What you are asked to do:
Please copy each line below that contains the string "long".

Given records:
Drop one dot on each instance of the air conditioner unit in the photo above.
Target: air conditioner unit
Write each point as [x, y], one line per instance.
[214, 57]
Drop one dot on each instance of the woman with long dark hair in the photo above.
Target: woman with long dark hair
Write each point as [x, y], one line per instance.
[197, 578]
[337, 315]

Reply:
Drop one dot on each instance of the woman with long dark hair in the photo above.
Target: woman with long dark hair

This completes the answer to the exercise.